Coordinate annotation entries:
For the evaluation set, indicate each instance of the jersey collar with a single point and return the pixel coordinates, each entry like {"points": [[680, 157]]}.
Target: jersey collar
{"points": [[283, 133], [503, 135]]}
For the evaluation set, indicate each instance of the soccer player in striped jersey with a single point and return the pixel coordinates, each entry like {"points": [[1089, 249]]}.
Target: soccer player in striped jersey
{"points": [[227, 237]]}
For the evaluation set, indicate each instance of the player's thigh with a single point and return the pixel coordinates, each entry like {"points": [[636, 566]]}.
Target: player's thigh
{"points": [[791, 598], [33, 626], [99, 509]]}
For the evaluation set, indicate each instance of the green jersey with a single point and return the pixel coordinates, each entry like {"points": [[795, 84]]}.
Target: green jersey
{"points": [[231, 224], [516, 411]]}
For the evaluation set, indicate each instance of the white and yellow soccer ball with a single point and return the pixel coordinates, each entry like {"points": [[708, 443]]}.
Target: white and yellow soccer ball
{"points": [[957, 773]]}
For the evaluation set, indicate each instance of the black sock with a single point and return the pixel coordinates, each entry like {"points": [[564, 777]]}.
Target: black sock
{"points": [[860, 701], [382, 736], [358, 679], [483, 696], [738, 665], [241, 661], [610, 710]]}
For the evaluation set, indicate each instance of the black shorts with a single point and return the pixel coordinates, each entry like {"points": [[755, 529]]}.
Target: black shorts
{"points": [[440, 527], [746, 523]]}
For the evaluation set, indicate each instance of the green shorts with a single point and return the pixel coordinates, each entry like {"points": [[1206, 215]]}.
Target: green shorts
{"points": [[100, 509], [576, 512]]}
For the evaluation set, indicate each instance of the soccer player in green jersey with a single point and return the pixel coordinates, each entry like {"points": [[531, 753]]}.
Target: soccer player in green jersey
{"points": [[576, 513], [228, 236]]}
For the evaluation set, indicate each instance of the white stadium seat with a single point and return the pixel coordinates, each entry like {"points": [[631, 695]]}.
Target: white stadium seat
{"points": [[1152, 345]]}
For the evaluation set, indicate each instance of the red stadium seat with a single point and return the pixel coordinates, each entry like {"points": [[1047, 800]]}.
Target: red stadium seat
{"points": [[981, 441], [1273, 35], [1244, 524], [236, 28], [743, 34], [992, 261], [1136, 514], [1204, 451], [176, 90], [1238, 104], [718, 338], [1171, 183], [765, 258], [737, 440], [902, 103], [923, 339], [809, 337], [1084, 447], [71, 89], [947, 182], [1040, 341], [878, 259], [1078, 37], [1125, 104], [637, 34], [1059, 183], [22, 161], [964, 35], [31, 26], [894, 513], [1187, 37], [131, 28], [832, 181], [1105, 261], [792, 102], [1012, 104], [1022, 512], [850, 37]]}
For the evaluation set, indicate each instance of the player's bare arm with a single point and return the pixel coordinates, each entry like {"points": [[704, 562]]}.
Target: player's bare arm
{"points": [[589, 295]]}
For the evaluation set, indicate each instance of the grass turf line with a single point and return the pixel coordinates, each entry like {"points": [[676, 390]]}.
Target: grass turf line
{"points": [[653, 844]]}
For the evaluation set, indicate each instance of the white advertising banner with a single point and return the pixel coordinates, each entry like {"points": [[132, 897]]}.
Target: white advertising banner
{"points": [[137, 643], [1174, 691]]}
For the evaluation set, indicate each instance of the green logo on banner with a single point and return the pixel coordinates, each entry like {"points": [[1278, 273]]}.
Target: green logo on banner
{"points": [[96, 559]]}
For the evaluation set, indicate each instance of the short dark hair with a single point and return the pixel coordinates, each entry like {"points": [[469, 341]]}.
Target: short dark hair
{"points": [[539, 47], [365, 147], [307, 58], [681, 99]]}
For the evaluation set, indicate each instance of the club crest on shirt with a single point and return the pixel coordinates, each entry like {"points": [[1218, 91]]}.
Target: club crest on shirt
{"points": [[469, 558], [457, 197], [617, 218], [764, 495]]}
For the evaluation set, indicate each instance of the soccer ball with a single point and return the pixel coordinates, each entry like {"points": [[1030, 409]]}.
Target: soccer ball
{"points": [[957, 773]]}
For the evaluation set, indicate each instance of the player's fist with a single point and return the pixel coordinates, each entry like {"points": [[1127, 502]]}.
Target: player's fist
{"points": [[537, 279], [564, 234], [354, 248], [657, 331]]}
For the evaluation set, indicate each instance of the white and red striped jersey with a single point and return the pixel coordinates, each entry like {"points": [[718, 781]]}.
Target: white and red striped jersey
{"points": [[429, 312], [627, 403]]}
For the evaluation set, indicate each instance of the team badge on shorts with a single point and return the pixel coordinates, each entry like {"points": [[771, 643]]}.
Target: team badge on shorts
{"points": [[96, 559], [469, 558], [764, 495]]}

YOUR GOAL>
Copy word for word the rows from the line containing "the white and red" through the last line of the rows, both ends included.

FULL ANSWER>
For the evaluation set, indicate each instance of the white and red striped jersey with a single point and return the pixel coordinates, each entry like {"points": [[718, 781]]}.
Target: white and red striped jersey
{"points": [[429, 312], [627, 403]]}
For the evaluation set, indicate each instance of the team badge on shorts with a single point and return the pixel coordinates, each entry like {"points": [[771, 643]]}.
Target: team badge on shorts
{"points": [[96, 559], [469, 558], [764, 495]]}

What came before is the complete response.